* **Task to complete**:
Return only the lines in the rows below that run from the line containing "Sample: x=814, y=432." through the line containing "x=923, y=267", both ends included, reproduced character for character.

Stored entries:
┏━━
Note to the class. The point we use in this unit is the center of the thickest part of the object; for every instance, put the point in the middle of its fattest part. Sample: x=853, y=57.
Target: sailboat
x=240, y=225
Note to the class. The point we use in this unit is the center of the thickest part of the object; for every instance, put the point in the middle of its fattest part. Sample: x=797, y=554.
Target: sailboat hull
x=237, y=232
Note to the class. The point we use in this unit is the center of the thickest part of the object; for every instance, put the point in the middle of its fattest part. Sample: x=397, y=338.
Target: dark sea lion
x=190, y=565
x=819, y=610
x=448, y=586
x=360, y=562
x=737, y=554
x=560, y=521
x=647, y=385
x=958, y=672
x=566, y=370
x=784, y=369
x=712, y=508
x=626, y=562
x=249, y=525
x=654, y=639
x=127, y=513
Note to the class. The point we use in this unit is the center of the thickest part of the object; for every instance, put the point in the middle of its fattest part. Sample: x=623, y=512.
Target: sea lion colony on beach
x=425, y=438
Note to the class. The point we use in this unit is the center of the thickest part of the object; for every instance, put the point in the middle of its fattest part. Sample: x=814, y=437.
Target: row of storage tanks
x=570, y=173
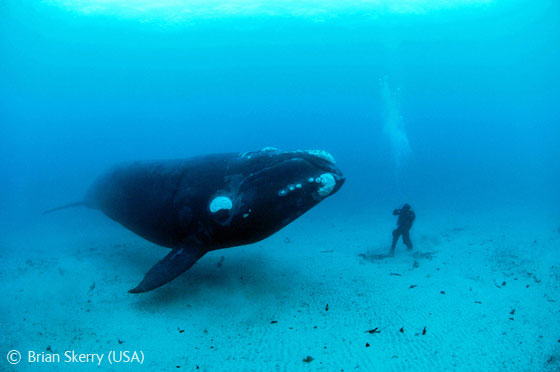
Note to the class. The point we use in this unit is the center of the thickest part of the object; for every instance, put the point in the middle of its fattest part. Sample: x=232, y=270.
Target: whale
x=204, y=203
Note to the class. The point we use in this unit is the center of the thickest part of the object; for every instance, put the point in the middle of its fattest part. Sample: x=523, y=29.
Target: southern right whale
x=211, y=202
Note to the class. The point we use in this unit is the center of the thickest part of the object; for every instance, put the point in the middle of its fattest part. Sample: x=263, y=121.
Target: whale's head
x=275, y=188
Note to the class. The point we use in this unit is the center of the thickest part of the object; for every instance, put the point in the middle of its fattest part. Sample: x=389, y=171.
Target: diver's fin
x=171, y=266
x=76, y=204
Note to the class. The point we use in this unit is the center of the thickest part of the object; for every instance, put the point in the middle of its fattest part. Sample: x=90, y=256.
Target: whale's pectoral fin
x=171, y=266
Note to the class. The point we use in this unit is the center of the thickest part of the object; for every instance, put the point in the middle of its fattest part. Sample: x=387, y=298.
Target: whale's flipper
x=71, y=205
x=171, y=266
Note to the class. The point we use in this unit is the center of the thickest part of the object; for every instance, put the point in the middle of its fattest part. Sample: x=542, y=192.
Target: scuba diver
x=404, y=223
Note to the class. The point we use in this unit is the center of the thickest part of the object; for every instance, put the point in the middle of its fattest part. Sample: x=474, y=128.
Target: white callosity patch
x=327, y=184
x=220, y=203
x=269, y=149
x=322, y=154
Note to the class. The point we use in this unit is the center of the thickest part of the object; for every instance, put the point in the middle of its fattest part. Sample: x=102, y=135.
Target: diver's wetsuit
x=404, y=223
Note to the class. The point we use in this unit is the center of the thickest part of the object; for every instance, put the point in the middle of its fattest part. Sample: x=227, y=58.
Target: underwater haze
x=450, y=106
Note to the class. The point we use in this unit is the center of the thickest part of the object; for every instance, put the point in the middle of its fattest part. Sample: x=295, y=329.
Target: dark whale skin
x=211, y=202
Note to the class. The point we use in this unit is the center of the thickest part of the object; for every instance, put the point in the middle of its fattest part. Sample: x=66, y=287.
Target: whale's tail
x=71, y=205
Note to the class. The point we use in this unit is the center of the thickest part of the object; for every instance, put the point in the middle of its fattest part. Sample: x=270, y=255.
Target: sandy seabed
x=320, y=295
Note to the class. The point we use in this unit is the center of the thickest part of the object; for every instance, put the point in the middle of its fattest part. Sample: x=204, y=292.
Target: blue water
x=448, y=106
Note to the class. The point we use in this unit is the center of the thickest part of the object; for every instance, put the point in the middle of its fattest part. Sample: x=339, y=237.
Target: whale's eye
x=327, y=184
x=220, y=203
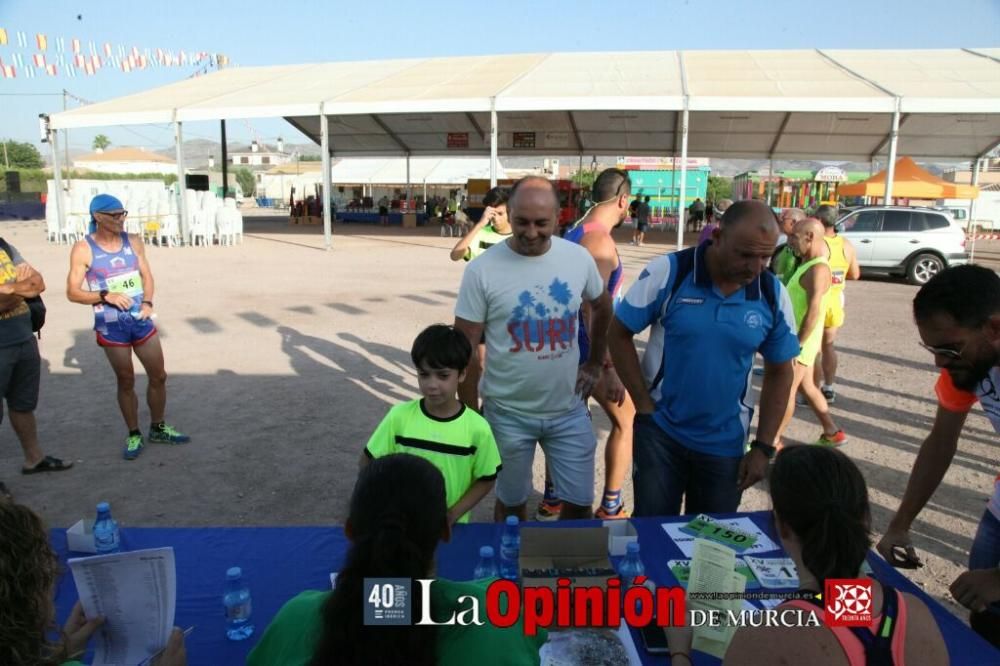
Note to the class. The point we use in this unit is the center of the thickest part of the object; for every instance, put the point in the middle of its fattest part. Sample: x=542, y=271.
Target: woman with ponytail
x=822, y=515
x=398, y=515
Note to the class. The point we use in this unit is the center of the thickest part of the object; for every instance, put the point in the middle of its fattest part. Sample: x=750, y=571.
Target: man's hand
x=753, y=467
x=897, y=549
x=586, y=378
x=977, y=589
x=121, y=301
x=78, y=630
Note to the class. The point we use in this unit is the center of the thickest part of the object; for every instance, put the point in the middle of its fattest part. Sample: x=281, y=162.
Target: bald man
x=526, y=294
x=808, y=288
x=710, y=309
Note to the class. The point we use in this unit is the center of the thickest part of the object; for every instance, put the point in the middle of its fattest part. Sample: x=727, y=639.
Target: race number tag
x=127, y=283
x=774, y=572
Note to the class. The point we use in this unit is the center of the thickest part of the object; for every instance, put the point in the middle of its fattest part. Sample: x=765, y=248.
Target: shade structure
x=792, y=104
x=910, y=182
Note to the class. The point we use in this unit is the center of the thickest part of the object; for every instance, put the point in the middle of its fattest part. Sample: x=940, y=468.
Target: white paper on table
x=136, y=592
x=685, y=541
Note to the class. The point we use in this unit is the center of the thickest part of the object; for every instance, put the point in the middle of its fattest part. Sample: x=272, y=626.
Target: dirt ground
x=282, y=357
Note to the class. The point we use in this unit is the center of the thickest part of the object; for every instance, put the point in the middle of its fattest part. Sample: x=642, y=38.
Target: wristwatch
x=766, y=449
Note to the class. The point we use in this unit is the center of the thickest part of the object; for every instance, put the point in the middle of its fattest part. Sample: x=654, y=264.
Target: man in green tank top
x=808, y=288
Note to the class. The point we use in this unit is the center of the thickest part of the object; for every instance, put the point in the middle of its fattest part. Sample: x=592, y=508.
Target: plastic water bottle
x=238, y=606
x=487, y=567
x=631, y=566
x=107, y=539
x=510, y=549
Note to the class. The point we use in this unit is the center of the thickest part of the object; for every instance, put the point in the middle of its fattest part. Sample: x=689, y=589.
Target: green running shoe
x=167, y=434
x=133, y=447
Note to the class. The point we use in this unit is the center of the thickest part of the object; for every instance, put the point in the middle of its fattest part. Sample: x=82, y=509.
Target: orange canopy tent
x=909, y=182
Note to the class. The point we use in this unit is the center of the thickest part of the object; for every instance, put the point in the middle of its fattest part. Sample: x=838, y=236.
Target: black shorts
x=20, y=373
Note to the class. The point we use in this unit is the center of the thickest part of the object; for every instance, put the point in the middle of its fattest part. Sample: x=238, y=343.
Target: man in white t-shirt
x=958, y=317
x=526, y=294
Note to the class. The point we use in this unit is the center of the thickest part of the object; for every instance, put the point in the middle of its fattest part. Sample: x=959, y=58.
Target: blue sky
x=273, y=32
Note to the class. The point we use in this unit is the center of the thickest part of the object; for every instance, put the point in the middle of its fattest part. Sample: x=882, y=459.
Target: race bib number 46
x=127, y=283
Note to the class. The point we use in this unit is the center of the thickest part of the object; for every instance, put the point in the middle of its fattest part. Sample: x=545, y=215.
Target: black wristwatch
x=766, y=449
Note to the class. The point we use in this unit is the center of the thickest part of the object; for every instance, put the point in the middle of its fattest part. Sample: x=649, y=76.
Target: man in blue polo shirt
x=711, y=308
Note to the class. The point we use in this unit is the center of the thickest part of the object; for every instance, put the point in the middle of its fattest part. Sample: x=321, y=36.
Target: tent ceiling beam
x=392, y=135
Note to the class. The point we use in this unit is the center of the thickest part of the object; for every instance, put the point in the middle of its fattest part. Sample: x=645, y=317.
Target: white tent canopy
x=838, y=104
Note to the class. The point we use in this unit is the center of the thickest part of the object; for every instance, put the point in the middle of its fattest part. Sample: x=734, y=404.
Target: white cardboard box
x=620, y=534
x=80, y=537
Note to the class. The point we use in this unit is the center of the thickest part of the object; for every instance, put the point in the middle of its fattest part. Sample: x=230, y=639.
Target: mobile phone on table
x=654, y=639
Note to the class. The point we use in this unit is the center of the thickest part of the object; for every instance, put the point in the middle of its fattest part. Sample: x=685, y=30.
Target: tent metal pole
x=891, y=170
x=493, y=142
x=324, y=128
x=181, y=181
x=972, y=211
x=681, y=198
x=57, y=177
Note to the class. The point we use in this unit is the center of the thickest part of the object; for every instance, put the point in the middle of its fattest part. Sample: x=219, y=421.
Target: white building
x=126, y=160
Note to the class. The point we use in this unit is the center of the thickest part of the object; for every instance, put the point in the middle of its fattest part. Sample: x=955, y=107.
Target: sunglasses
x=947, y=352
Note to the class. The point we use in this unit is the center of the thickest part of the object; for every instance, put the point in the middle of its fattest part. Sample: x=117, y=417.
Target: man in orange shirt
x=958, y=317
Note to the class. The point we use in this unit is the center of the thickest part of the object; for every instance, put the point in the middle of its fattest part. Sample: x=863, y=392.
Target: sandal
x=48, y=464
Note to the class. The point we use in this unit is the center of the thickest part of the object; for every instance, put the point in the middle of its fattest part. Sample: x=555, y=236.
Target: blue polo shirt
x=699, y=358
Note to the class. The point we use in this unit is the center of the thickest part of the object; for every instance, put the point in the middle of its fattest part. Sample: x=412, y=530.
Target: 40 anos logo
x=848, y=602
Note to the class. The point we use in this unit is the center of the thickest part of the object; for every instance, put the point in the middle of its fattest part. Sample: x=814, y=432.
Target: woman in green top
x=492, y=228
x=398, y=514
x=28, y=573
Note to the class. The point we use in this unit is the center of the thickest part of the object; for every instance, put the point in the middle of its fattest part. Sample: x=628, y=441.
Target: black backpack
x=35, y=304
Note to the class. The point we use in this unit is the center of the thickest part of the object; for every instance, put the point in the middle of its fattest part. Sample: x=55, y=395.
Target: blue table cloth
x=280, y=562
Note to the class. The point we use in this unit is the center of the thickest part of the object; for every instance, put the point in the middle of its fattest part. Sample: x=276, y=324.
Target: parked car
x=917, y=243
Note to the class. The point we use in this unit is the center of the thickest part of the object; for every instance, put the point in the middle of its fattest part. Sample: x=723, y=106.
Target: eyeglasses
x=947, y=352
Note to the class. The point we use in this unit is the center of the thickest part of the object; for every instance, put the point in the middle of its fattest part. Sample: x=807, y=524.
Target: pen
x=149, y=660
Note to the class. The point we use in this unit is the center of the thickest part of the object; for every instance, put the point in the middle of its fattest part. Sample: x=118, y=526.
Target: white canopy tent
x=851, y=105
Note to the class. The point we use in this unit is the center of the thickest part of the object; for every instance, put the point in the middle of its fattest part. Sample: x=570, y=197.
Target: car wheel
x=923, y=267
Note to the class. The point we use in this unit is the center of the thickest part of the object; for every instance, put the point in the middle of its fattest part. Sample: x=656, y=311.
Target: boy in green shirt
x=438, y=427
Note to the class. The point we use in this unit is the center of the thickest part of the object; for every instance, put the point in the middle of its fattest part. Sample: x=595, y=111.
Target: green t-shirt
x=293, y=633
x=461, y=447
x=784, y=264
x=484, y=239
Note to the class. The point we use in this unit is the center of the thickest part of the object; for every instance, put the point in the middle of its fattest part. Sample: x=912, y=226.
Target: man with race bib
x=119, y=286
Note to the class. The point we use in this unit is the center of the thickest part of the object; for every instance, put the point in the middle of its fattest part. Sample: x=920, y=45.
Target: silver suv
x=916, y=242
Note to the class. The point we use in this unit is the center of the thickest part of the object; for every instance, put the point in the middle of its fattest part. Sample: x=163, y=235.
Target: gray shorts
x=20, y=373
x=569, y=445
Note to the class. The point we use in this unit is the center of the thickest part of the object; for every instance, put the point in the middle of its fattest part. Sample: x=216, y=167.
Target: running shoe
x=167, y=434
x=548, y=512
x=133, y=447
x=602, y=513
x=836, y=439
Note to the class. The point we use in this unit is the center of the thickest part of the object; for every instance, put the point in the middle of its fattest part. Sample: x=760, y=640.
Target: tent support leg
x=324, y=128
x=891, y=170
x=681, y=197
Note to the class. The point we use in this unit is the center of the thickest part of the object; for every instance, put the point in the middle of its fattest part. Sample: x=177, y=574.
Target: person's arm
x=854, y=268
x=933, y=460
x=816, y=283
x=148, y=287
x=626, y=361
x=476, y=492
x=461, y=248
x=468, y=390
┗━━
* **Task response**:
Note to the class. The point we use in this unit is the center of the thickest part of the object; for every instance, put the point in the middle of its fattest part. Sample: x=814, y=432.
Target: woman in green top
x=492, y=228
x=398, y=514
x=28, y=573
Note to the class. The point we use in this unit is the center of the thickest part of the object; for every instance, put the point in the middle of its fattest part. Sample: x=628, y=441.
Target: black backpack
x=35, y=304
Note to the class. The point we use in this unit is the center of the thickest part of the object; for every instance, put the point in the middle of its fattest part. Sample: x=55, y=395.
Target: blue table cloth
x=280, y=562
Note to the class. The point we use in this unit is the center of the thickest part of the object; for every instance, put the point in the middle of its fattest part. Sample: x=276, y=324.
Target: parked car
x=917, y=243
Note to the class. The point we use in this unit is the center of the thickest part of the object; for every instance, put the point in the middle of its fattest part. Sample: x=723, y=106.
Target: eyeglasses
x=947, y=352
Note to the class. The point we use in this unit is the center of the thickest part of the object; for every instance, put the point in the middle of its fattest part. Sample: x=807, y=524.
Target: pen
x=149, y=660
Note to the class. The point we use in this unit is the center of the thickest part of the object; for every instance, put the point in the middle of its fattest part. Sample: x=118, y=526.
Target: white canopy tent
x=851, y=105
Note to the class. The point we use in this unit is the center of the thickest part of the object; for every instance, put the point in the middle of its fattest part. Sample: x=570, y=197.
Target: car wheel
x=923, y=267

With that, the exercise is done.